§ **AIM**: Rewrite the records below as a Markdown table with the columns Row and Line, starting at the line that contains "Each instance of the dirt" and ending at the final line of the records. Give each line its own numbered row and leave out blank lines.

Records from a dataset:
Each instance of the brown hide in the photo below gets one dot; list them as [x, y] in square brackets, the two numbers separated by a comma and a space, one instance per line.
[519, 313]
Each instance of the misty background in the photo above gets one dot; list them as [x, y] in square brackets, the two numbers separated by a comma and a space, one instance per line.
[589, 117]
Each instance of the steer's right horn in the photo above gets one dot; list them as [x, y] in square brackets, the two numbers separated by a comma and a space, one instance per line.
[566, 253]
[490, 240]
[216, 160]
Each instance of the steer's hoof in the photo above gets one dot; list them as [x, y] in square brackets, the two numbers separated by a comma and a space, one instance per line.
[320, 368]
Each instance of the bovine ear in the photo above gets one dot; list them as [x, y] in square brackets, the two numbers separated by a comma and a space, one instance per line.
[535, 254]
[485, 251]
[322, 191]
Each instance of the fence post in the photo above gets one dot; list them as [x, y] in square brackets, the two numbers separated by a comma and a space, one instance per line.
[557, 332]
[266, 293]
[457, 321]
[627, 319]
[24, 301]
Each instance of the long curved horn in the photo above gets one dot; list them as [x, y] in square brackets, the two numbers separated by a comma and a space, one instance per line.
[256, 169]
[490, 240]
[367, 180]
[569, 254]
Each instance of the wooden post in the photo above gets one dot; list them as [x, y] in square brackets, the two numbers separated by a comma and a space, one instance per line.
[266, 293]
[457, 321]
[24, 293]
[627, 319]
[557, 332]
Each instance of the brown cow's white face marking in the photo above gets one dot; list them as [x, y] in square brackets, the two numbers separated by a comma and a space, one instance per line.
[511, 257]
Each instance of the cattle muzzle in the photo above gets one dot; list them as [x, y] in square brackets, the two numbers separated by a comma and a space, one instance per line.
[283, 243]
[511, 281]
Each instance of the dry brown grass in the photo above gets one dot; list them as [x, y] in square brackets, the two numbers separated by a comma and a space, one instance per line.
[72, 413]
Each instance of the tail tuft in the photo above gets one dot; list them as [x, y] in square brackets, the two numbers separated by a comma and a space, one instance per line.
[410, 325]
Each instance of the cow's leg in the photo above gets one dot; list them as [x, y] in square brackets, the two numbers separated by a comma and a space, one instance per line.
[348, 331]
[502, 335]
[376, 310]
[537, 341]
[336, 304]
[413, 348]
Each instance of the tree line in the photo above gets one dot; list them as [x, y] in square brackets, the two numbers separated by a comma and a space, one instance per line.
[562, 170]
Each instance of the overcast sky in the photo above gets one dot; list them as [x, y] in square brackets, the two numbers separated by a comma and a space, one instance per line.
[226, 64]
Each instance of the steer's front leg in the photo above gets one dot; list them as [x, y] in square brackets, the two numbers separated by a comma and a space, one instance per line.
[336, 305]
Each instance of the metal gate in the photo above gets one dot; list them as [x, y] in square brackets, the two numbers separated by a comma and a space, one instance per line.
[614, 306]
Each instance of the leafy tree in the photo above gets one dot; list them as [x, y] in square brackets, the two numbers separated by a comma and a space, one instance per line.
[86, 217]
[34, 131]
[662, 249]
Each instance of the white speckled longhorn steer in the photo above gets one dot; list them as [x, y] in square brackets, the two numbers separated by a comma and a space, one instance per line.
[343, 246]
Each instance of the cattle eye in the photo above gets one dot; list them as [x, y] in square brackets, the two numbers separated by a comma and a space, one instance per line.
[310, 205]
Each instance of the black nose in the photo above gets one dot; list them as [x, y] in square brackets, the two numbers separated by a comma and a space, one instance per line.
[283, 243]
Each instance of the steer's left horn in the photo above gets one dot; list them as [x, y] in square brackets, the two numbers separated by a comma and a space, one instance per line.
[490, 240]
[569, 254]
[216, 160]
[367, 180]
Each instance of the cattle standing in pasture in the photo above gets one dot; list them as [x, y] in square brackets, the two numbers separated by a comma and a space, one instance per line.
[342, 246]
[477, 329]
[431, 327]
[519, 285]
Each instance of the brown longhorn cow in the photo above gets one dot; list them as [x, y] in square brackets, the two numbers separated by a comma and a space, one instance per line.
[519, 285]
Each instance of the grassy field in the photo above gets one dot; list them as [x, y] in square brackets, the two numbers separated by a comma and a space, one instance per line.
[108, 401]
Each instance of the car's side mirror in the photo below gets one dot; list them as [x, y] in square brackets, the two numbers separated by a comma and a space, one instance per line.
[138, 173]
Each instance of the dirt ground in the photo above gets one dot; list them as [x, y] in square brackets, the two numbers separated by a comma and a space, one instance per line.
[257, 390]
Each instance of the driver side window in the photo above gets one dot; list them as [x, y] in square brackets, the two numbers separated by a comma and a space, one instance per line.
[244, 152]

§ **THE OUTPUT**:
| Row | Line |
|---|---|
| 1 | Each instance of the dirt ground in the photo above gets one dot; list them as [x, y] in square brackets, the two numbers separated by a comma and a space, one instance per line. |
| 2 | [257, 390] |
| 3 | Each instance of the driver side window in the photo above gets one dot; list them as [x, y] in square brackets, the two numbers separated by a comma and a space, one instance per line. |
| 4 | [244, 152] |